======== QUOTED PASSAGE
Tackling the ‘cost of living’ crisis is, we are told, one of the government’s key aims. In fact, the phrase appeared in the second line of Jeremy Hunt’s Autumn Statement last week. Which is all well and good, except what we’re actually facing is a cost of inequality crisis.
Language matters here. Calling it a ‘cost of living’ crisis is tempting. After all, it accurately describes what people are currently experiencing. Indeed, Oxfam uses the term to talk about what we’re seeing. But it also obscures the real drivers of the appalling mess we find ourselves in. On the government’s part, it isn’t sloppy wording; it’s deliberate spin. And to be clear, this isn’t a party-political point. Ed Miliband first popularised this phrase during his general election campaign against the 2015 coalition, austerity-era government and it seems opposition parties are just as fond of using it today.
But it is a framing that plays to the idea that our current economic woes are somehow the unforeseen, unavoidable result of external, global factors and something the government must now do their best to tackle. They aren’t. As Oxfam has seen from our work on inequality around the world, what is happening in the UK is a crisis caused by deliberate policy choices, by things that can be changed.
The government and media’s talk of a ‘cost of living’ crisis puts the focus squarely on what can be done in the here and now to secure short term relief, leaving little room for any discussion of the systemic issues that are at its root. It is a phrase so anodyne that it implicates no particular villain and hints at no policy or structural fault. Instead, as narrative strategy experts have pointed out, it fuels a kind of fatalism: if there’s no culprit, no blame to be apportioned, then maybe there’s nothing we can do. And so we are left feeling disempowered and helpless, when what we should be feeling is constructive outrage.
================
======== INFORMATION PROVIDED
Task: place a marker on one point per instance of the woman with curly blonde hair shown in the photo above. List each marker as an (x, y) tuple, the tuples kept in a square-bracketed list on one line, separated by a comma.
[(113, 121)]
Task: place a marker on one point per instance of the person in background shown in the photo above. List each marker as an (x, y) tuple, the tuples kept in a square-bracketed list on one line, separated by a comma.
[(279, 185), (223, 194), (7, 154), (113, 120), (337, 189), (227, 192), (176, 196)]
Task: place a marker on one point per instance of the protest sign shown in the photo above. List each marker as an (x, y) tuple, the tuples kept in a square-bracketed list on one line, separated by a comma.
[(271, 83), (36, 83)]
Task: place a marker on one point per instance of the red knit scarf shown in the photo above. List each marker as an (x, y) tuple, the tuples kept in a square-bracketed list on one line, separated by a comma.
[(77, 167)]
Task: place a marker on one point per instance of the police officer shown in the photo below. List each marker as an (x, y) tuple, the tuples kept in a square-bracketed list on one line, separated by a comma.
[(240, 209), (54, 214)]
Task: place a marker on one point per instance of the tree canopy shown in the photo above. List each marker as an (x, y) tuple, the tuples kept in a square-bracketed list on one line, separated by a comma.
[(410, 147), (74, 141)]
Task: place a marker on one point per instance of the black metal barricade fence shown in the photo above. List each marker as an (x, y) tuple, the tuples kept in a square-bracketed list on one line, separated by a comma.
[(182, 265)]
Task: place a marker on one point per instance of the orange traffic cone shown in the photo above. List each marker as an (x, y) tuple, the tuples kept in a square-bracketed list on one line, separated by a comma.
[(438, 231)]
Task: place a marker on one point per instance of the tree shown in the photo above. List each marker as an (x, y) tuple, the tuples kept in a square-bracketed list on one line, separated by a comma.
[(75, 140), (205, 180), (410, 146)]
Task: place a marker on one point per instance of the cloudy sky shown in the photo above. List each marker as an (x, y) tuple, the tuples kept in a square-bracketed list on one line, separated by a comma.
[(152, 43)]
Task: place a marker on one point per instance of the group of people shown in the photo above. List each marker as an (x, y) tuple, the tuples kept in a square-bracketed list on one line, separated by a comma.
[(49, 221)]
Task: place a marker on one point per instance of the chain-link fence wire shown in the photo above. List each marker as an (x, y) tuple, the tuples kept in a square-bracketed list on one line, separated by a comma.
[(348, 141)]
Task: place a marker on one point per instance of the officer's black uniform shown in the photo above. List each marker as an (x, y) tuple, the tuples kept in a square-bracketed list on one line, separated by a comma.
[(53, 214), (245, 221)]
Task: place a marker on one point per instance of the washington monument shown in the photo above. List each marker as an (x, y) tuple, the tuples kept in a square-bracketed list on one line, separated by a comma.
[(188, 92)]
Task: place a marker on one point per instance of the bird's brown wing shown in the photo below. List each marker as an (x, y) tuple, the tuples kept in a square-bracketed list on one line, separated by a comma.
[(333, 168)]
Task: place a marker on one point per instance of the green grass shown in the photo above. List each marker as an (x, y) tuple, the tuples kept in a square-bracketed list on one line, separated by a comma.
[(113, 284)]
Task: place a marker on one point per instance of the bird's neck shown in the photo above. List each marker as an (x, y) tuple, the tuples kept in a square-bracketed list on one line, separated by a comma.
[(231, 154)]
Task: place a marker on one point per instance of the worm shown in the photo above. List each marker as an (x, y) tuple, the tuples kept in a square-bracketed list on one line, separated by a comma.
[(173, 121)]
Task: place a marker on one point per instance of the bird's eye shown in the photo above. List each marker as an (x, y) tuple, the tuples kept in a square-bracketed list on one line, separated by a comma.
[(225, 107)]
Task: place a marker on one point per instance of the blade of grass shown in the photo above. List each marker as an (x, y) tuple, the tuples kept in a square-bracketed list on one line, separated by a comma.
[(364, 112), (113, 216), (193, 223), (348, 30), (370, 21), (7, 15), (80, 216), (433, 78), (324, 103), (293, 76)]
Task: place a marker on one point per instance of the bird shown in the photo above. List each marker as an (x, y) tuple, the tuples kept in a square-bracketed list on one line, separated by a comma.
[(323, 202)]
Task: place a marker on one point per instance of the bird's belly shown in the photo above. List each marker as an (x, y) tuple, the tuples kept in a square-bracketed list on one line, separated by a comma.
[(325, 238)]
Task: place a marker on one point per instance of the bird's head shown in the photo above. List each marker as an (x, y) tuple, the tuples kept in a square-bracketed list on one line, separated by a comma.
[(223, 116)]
================
■ **WORK REQUEST 1**
In the article on the "cost of living" crisis, give the part that opens with "Language matters here." and closes with "using it today." again, swapping "spin" for "messaging".
■ **WORK REQUEST 2**
Translate this sentence from the article on the "cost of living" crisis into Spanish: "It is a phrase so anodyne that it implicates no particular villain and hints at no policy or structural fault."

■ **TASK ANSWER 1**
Language matters here. Calling it a ‘cost of living’ crisis is tempting. After all, it accurately describes what people are currently experiencing. Indeed, Oxfam uses the term to talk about what we’re seeing. But it also obscures the real drivers of the appalling mess we find ourselves in. On the government’s part, it isn’t sloppy wording; it’s deliberate messaging. And to be clear, this isn’t a party-political point. Ed Miliband first popularised this phrase during his general election campaign against the 2015 coalition, austerity-era government and it seems opposition parties are just as fond of using it today.

■ **TASK ANSWER 2**
Es una expresión tan anodina que no señala a ningún villano en particular ni insinúa ningún fallo de política ni estructural.